* [Aim of the exercise]
Please answer these questions about the SQL query post below.
(a) What employee number are salaries compared against?
(b) What table do both queries select from?
(c) In the query given as the answer, what alias is used for the joined copy of the table?

* [Document segment]
(begin)

CODEWITHSUNDEEP
sql
hohoho236
hohoho236

Reputation: 29

Weird condition with SQL query

Write a query in SQL to display the first and last name and salary for those employees who earn less than the employee earn whose number is 182.

Table Columns :

EMPLOYEE_ID | FIRST_NAME | LAST_NAME | EMAIL | PHONE_NUMBER| HIRE_DATE | JOB_ID     | SALARY

My solution is :

SELECT first_name, last_name, salary 
FROM employees 
WHERE salary < (SELECT salary FROM employees WHERE employee_id = 182)

The answer is :

SELECT E.first_name, E.last_name, E.salary 
FROM employees E 
JOIN employees S ON E.salary < S.salary AND S.employee_id = 182;

I am not sure how and why the query in the answer works because there are many records for S.salary, how can we specify the salary of employee_id = 182 that we wanted to find. Also, the condition S.employee_id = 182 doesn't not the tell us the salary, it just provides the employee_id.

(end)

(Dataset records on object locations)
(begin)

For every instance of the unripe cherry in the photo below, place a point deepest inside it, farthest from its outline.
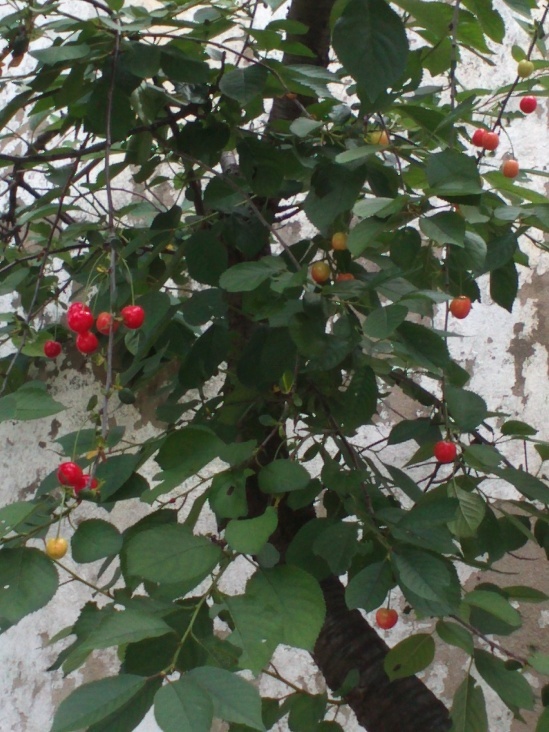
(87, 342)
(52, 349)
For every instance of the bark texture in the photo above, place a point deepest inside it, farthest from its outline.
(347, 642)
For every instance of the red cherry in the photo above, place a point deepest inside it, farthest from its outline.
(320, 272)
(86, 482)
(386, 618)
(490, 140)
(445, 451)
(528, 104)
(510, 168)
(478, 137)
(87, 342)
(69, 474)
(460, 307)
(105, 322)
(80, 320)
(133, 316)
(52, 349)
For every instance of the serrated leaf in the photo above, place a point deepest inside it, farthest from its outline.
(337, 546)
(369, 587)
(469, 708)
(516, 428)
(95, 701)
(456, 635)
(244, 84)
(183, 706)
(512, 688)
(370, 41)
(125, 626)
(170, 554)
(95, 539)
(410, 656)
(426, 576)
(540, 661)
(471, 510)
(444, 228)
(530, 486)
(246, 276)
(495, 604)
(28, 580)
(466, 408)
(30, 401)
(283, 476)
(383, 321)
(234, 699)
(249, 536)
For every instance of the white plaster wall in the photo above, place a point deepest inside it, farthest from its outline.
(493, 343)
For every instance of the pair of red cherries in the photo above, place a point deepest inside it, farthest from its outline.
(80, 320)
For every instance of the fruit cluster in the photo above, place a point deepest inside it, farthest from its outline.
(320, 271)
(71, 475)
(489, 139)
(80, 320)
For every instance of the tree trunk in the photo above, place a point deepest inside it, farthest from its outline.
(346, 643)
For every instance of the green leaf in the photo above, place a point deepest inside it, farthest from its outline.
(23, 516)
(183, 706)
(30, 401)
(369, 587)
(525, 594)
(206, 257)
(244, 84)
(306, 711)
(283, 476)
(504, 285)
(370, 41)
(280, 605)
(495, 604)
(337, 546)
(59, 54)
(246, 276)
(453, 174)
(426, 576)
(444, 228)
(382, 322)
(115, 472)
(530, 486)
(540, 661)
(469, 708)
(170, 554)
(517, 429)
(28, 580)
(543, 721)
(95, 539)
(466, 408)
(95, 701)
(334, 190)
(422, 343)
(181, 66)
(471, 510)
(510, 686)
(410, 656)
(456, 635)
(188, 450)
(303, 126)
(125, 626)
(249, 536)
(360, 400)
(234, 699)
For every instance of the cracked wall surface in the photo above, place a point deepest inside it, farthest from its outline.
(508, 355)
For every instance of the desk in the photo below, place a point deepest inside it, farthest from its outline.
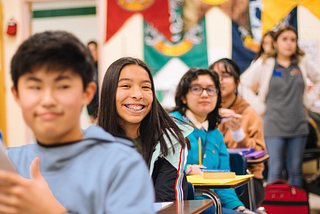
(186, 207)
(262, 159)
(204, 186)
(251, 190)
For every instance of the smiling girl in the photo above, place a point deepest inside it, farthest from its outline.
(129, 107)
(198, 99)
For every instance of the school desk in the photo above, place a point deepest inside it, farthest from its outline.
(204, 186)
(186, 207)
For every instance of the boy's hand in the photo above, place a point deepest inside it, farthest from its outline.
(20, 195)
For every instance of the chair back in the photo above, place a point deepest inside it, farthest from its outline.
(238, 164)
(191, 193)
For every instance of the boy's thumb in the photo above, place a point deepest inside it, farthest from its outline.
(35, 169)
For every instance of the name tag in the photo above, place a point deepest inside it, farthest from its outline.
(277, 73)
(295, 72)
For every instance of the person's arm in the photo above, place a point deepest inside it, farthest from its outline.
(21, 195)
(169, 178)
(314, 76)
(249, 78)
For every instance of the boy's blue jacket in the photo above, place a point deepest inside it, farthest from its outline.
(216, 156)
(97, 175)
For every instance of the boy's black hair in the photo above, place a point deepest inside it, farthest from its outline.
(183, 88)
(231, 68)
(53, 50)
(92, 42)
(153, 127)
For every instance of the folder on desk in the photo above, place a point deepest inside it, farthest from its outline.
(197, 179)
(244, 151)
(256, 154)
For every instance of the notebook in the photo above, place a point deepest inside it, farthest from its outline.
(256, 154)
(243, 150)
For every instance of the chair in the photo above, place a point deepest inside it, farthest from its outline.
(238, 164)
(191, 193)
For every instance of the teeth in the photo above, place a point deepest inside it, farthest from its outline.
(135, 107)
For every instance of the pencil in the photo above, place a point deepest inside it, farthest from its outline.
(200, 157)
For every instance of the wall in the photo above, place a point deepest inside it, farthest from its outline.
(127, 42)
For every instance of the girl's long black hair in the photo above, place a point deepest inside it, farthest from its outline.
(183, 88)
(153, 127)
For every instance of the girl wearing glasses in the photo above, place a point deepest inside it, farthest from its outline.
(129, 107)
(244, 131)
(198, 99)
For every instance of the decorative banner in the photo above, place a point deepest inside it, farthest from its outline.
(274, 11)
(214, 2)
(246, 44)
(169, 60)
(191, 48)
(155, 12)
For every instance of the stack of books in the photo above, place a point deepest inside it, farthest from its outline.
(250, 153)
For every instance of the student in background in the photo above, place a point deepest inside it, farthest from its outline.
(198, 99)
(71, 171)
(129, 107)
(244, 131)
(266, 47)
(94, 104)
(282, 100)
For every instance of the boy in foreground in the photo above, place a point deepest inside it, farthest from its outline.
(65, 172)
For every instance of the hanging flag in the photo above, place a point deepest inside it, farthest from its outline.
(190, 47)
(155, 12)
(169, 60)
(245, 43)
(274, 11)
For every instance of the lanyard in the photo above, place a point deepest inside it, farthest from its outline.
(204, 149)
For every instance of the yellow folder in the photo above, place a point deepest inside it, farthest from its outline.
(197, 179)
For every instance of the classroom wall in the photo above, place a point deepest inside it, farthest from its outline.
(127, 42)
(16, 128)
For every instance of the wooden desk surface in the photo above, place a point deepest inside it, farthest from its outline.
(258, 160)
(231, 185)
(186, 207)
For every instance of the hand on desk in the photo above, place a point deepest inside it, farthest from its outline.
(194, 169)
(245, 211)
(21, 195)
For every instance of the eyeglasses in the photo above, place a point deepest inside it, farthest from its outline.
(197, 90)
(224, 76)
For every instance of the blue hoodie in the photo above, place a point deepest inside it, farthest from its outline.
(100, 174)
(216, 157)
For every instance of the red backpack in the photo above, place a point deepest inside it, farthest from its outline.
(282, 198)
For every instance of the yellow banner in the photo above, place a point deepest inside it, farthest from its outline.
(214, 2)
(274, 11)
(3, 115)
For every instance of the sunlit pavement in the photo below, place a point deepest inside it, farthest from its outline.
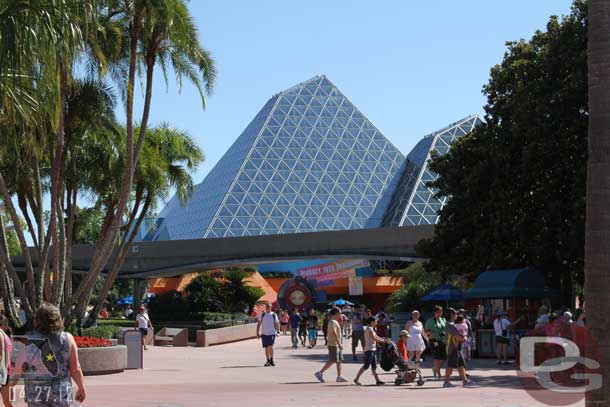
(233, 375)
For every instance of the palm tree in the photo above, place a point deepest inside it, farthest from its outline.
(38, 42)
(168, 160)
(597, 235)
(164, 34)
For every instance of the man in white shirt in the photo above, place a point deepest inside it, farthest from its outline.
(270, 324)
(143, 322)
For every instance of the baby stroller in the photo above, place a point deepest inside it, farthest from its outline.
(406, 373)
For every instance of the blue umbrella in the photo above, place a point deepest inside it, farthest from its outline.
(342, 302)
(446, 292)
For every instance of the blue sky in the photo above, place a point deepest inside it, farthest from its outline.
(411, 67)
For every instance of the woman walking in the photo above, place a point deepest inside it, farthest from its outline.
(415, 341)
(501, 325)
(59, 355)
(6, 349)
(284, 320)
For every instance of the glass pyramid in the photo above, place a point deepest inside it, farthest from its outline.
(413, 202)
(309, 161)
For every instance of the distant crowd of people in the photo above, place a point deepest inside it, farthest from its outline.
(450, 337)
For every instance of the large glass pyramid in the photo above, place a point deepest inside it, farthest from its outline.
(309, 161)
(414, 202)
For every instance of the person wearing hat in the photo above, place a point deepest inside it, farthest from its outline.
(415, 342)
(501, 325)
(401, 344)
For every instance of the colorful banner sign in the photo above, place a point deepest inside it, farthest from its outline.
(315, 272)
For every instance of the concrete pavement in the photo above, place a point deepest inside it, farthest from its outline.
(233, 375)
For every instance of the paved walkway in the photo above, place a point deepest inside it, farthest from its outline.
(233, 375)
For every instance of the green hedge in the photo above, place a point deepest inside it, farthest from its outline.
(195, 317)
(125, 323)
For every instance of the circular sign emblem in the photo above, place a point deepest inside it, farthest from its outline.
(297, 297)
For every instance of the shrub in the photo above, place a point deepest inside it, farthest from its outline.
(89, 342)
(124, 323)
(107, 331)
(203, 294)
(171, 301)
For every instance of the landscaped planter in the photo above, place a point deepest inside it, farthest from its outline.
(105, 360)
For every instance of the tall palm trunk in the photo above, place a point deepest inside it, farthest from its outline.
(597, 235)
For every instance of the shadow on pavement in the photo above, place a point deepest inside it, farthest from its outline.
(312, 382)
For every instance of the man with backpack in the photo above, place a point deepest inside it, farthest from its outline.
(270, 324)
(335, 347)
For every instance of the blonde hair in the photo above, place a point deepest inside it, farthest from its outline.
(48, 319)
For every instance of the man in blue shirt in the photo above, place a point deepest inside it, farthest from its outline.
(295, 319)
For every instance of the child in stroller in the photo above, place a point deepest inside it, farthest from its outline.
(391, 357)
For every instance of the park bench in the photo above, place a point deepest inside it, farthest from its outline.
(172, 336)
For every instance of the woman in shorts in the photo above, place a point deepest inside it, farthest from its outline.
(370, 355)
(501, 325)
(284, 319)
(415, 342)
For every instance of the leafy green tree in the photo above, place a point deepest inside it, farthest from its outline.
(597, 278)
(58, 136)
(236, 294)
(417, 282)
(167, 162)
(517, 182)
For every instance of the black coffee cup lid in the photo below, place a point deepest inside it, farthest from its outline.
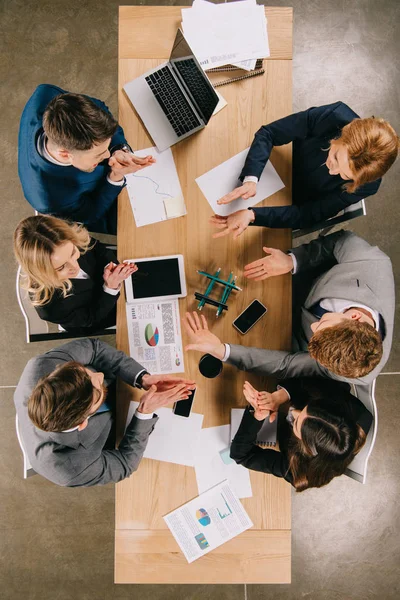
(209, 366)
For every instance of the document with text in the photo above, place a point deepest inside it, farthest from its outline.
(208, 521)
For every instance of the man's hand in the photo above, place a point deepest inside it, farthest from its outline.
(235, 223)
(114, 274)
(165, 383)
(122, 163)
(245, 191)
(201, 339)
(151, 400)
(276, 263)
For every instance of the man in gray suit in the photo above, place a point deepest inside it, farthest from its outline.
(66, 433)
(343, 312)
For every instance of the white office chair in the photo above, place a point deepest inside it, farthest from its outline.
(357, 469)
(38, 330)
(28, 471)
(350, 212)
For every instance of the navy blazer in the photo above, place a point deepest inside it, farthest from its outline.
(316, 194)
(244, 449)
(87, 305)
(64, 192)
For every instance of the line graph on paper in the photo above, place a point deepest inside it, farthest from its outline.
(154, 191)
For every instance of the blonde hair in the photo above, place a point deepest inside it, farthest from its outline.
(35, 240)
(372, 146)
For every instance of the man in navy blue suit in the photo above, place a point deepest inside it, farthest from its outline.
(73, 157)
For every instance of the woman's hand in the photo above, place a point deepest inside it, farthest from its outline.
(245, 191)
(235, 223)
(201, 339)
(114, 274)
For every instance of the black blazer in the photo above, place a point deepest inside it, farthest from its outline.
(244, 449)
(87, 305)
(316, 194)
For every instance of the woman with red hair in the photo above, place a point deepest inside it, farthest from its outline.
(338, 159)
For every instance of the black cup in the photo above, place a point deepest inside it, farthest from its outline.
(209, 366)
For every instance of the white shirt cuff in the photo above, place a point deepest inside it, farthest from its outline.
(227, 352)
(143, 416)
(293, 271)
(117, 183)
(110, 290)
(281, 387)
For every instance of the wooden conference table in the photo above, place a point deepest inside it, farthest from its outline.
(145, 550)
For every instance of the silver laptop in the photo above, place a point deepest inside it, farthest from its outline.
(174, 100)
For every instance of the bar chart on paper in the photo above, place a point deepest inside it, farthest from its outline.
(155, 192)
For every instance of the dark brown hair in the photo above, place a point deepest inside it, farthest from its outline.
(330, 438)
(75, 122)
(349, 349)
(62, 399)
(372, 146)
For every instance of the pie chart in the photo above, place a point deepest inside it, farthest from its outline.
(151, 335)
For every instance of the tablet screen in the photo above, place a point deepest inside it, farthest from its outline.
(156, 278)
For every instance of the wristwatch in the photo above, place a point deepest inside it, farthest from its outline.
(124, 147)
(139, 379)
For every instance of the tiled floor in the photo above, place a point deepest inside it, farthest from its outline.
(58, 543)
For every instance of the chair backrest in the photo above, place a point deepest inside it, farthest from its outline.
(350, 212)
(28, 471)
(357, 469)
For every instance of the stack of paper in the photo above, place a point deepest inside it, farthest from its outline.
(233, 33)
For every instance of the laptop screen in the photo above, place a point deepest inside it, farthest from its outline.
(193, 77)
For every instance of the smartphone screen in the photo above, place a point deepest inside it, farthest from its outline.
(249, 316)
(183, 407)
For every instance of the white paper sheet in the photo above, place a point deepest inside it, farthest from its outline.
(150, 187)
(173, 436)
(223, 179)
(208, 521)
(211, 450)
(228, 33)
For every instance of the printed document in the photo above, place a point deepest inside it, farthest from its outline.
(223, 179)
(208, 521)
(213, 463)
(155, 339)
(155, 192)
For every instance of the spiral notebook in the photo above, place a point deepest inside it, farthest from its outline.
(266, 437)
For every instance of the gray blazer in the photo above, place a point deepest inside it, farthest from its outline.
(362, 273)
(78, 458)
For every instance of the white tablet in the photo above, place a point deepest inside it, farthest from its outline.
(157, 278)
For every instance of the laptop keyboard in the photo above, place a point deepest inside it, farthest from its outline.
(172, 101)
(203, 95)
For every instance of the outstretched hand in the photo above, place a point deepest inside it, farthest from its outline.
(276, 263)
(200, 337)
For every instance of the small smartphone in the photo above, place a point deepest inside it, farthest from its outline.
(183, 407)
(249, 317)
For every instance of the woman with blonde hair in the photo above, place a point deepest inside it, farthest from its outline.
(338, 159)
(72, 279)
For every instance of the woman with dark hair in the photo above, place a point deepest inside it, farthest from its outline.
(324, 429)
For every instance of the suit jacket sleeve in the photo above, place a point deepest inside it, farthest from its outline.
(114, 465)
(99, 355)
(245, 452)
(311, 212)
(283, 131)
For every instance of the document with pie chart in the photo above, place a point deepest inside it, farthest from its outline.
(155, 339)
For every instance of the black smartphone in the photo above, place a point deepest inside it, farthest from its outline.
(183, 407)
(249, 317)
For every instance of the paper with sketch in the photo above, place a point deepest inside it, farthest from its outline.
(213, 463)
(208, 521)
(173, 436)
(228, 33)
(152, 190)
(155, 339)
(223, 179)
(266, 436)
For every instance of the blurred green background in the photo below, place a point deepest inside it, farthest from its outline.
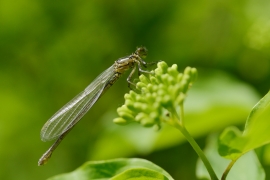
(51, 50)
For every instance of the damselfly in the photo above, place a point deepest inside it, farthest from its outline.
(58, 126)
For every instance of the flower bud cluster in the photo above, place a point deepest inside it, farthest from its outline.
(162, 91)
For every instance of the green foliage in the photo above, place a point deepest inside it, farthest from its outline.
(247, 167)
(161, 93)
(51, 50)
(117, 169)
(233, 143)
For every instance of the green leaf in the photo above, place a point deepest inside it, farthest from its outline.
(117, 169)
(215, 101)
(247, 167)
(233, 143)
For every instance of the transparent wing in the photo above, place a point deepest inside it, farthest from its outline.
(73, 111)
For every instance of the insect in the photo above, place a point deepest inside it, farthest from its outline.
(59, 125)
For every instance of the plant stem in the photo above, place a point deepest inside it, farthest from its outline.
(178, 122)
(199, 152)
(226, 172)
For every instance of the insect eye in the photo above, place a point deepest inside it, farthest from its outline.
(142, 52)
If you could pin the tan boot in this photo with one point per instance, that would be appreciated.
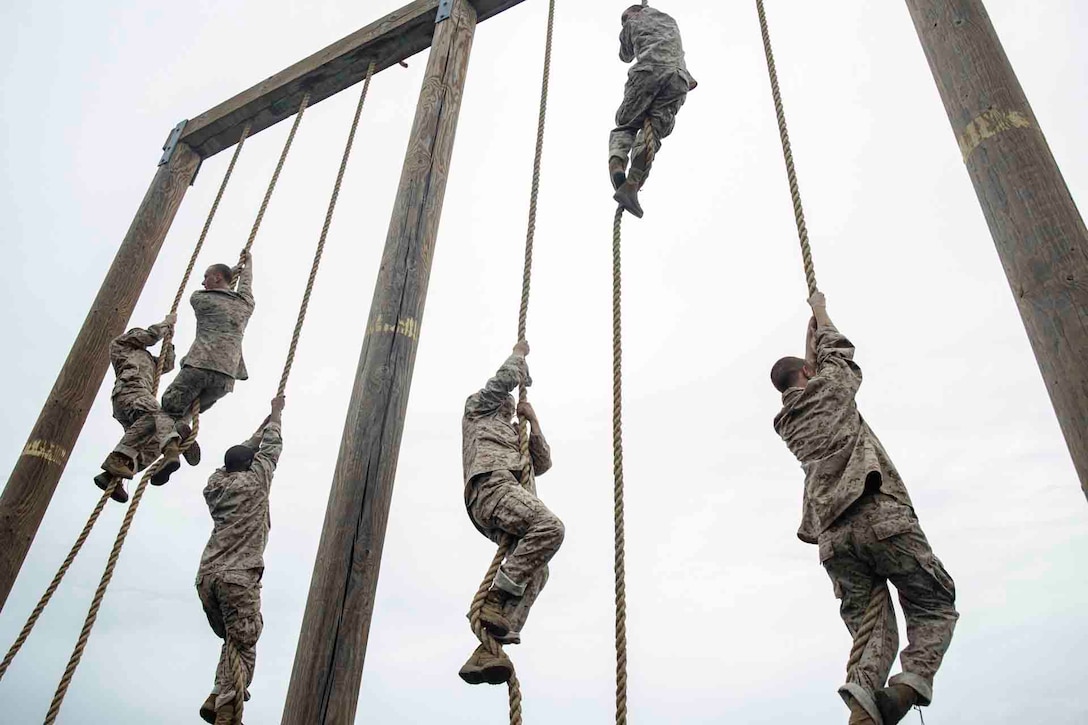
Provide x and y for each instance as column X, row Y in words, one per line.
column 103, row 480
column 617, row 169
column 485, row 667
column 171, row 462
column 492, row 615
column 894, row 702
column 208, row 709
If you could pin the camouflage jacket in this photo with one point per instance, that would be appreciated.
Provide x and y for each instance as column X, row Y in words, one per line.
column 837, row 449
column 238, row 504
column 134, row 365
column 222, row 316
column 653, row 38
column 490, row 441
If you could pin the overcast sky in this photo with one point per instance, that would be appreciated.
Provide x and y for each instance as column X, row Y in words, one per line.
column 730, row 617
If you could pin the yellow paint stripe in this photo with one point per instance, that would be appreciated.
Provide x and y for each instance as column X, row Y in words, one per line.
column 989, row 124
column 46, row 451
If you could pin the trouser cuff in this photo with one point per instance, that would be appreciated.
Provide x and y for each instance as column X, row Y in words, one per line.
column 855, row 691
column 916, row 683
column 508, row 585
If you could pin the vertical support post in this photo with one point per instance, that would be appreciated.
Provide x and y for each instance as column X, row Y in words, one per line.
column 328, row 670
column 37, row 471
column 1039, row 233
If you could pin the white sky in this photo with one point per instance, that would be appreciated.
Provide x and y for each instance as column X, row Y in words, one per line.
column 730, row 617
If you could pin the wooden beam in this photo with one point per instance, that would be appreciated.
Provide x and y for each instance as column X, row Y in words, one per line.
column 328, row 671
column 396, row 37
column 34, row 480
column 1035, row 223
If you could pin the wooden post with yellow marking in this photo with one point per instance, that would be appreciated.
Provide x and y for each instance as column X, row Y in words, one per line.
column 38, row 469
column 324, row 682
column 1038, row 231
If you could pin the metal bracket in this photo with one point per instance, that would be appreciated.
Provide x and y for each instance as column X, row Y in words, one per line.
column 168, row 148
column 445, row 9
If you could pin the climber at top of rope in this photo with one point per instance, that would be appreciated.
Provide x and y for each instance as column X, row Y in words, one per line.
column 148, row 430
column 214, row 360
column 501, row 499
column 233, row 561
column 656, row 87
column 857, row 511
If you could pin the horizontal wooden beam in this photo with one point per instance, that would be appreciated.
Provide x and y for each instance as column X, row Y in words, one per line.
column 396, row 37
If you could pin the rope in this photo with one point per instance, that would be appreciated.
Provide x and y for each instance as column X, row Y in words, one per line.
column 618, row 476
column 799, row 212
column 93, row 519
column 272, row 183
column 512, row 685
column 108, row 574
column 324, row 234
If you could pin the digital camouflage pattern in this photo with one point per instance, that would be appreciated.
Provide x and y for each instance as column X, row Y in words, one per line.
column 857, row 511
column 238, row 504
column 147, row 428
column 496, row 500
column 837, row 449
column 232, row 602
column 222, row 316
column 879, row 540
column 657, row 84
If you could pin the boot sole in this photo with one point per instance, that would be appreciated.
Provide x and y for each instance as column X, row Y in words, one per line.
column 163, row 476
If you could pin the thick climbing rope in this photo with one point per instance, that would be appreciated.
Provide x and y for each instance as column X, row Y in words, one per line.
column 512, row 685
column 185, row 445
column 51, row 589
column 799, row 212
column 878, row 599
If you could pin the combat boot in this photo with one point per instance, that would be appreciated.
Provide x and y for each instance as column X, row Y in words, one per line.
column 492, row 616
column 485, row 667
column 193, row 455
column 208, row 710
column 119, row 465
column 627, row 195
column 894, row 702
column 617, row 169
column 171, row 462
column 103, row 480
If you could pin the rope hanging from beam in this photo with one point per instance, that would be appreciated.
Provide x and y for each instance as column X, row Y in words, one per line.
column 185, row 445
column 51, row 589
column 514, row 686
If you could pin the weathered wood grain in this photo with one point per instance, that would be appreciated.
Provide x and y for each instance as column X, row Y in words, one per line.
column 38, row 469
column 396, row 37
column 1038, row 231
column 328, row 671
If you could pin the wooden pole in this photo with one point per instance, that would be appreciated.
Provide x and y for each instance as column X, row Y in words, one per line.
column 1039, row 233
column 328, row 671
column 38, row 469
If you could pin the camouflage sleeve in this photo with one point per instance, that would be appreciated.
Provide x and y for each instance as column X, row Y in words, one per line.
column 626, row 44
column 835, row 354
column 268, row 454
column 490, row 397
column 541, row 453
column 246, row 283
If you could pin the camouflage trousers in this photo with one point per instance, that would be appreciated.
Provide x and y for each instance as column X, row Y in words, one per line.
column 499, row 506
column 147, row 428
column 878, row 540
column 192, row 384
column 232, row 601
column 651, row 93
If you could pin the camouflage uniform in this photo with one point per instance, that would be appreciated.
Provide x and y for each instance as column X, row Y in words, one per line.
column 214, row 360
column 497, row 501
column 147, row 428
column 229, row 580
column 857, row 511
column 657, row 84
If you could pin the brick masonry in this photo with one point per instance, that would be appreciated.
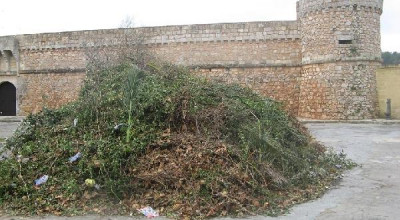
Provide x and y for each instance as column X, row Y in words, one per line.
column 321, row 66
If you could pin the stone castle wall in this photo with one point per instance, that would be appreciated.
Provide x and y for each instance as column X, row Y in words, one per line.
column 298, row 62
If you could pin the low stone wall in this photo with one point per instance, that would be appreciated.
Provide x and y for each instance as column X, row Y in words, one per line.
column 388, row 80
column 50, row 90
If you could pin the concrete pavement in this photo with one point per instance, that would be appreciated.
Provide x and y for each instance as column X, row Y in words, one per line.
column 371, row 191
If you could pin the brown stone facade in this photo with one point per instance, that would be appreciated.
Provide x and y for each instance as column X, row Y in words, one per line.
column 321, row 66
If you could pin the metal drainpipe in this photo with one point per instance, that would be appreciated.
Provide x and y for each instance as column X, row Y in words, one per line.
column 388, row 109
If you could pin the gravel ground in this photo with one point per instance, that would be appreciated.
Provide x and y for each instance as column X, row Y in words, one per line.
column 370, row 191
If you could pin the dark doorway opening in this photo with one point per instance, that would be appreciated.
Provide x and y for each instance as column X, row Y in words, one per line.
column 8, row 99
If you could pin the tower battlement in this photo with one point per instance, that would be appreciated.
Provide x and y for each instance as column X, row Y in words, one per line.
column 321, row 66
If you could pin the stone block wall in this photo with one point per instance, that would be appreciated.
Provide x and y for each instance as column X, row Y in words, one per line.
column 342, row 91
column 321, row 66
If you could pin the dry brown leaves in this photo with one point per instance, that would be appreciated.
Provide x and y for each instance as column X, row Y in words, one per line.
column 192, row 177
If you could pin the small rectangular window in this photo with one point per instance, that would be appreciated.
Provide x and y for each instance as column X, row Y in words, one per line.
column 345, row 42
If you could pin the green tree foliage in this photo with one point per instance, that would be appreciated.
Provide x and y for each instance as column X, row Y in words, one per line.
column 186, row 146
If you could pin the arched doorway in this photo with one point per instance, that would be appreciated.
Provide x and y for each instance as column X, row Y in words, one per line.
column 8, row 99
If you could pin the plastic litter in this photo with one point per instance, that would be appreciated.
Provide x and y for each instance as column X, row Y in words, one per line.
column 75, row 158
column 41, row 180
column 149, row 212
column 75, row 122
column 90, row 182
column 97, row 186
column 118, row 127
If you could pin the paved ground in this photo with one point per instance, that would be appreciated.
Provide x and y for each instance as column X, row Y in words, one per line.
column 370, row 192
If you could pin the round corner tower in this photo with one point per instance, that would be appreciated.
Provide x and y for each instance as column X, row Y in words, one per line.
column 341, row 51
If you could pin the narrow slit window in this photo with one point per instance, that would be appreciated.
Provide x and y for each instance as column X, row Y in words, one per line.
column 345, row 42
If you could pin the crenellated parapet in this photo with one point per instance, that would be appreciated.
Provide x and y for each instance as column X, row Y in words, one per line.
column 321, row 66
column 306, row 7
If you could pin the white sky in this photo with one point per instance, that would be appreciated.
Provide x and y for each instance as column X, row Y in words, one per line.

(end)

* [Answer to the task]
(a) 182
(b) employees
(c) S